• [TASK GOAL]
Reproduce exactly, and only, the lines running from the start of the entries below to the line containing "Target: wooden plank".

• [MATERIAL FOR THIS TASK]
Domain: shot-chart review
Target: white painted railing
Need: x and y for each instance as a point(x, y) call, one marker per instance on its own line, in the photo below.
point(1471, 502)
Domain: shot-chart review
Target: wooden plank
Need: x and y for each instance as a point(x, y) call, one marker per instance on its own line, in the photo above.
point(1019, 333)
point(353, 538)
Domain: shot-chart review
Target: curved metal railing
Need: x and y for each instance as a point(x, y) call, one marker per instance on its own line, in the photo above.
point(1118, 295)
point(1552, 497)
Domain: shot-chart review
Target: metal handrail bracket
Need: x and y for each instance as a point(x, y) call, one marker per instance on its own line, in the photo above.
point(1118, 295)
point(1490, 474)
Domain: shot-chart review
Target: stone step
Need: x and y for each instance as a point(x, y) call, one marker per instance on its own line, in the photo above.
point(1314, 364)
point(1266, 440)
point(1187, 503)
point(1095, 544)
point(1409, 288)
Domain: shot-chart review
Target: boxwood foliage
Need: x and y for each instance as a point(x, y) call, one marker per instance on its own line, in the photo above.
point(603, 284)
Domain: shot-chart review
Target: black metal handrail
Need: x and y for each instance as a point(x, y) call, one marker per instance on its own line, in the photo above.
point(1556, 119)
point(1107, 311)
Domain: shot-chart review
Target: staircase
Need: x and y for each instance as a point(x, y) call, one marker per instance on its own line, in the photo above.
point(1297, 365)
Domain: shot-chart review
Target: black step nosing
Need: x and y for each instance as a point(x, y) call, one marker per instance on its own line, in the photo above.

• [ANSWER BOX]
Domain: shot-chart review
Target: white painted railing
Need: x and y for each instance as a point(x, y) call, one marker per instance on its own line, in the photo below.
point(1471, 502)
Domain: shot-chart review
Target: wooden plank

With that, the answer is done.